_Source document:_
◆ ◆ ◆ ◆ ◆
2005 : WHAT DO YOU BELIEVE IS TRUE EVEN THOUGH YOU CANNOT PROVE IT? [1]

charles_simonyi's picture [5]
Software Engineer, Computer Scientist, Entrepreneur, Philanthropist
Computer Scientist; Founder, Intentional Software; formerly Chief Architect, Microsoft

I believe that we are writing software the wrong way. There are sound evolutionary reasons for why we are doing what we are doing—that we can call the "programming the problem in a computer language" paradigm, but the incredible success of Moore's law blinded us to being stuck in what is probably an evolutionary backwater.

There are many warning signs. Computers are demonstrably ten thousand times better than not so long ago. Yet we are not seeing their services improving at the same rate (with some exceptions—for example games and internet searches.) On an absolute scale, a business or administration problem that would take maybe one hundred pages to describe precisely, will take millions of dollars to program for a computer and often the program will not work. Recently a smaller airline came to a standstill due to a problem in crew scheduling software—raising the ire of Congress, not to mention their customers.
◆ ◆ ◆ ◆ ◆
_Information given:_
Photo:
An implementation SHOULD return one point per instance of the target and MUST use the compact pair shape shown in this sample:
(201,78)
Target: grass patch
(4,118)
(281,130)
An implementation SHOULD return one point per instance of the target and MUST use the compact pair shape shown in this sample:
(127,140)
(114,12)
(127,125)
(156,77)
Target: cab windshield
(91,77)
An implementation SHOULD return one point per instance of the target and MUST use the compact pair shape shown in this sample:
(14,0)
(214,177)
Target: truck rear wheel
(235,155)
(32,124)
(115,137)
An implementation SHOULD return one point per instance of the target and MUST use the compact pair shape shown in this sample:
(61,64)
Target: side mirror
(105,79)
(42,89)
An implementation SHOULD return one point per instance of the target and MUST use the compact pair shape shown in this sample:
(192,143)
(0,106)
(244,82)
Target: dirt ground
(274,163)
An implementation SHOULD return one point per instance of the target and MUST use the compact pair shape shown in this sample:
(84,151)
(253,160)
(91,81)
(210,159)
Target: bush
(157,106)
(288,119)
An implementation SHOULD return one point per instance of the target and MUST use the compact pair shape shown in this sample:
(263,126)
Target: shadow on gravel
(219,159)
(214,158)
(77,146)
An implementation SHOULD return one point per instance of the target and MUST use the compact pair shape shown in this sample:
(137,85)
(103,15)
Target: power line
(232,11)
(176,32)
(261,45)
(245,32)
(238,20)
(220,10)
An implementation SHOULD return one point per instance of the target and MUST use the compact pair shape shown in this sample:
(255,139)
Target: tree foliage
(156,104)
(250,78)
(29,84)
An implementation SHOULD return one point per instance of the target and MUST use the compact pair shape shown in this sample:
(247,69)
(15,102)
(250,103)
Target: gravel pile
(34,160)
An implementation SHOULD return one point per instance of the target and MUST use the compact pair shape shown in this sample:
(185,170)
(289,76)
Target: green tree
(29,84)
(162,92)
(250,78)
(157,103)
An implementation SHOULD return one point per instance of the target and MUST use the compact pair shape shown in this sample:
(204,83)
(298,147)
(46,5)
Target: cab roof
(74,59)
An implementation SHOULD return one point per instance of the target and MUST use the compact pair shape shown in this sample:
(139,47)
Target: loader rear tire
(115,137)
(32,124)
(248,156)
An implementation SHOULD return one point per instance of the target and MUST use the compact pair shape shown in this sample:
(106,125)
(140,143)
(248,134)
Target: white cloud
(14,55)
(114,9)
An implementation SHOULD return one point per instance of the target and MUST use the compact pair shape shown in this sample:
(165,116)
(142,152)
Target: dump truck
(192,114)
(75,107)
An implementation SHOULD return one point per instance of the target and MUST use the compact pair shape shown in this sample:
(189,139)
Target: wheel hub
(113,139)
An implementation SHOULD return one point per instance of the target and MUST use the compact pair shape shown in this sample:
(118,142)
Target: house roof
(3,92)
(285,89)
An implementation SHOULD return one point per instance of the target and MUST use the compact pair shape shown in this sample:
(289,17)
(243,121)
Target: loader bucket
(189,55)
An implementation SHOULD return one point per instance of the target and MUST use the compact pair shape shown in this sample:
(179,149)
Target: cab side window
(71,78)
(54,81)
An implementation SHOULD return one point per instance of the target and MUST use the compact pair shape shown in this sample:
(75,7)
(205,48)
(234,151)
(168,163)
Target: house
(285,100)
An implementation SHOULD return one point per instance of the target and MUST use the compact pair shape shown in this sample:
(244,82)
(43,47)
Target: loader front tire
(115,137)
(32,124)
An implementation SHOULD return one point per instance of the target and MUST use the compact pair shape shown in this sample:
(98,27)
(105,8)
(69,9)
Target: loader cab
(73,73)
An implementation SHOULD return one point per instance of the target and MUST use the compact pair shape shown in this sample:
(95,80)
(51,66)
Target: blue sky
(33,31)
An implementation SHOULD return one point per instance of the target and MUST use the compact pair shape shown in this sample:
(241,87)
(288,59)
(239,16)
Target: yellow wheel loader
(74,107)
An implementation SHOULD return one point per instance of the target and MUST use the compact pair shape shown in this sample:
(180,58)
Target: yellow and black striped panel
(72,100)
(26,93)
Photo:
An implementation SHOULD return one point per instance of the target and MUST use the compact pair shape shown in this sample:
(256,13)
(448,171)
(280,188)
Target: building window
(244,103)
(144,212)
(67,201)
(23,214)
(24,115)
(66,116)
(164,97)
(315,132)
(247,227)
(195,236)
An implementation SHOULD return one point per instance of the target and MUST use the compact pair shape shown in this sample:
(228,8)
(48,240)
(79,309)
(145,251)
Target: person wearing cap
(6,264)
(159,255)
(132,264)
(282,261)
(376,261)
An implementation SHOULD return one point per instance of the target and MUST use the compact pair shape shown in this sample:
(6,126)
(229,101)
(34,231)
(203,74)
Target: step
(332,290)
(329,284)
◆ ◆ ◆ ◆ ◆
_Task instructions:_
A) What brought a smaller airline to a standstill, according to the essay on writing software?
B) Update the essay on writing software starting at "There are many" and ending at "mention their customers.", with "crew scheduling" changed to "flight planning".

_Answers in order:_
A) A problem in crew scheduling software.

B)
There are many warning signs. Computers are demonstrably ten thousand times better than not so long ago. Yet we are not seeing their services improving at the same rate (with some exceptions—for example games and internet searches.) On an absolute scale, a business or administration problem that would take maybe one hundred pages to describe precisely, will take millions of dollars to program for a computer and often the program will not work. Recently a smaller airline came to a standstill due to a problem in flight planning software—raising the ire of Congress, not to mention their customers.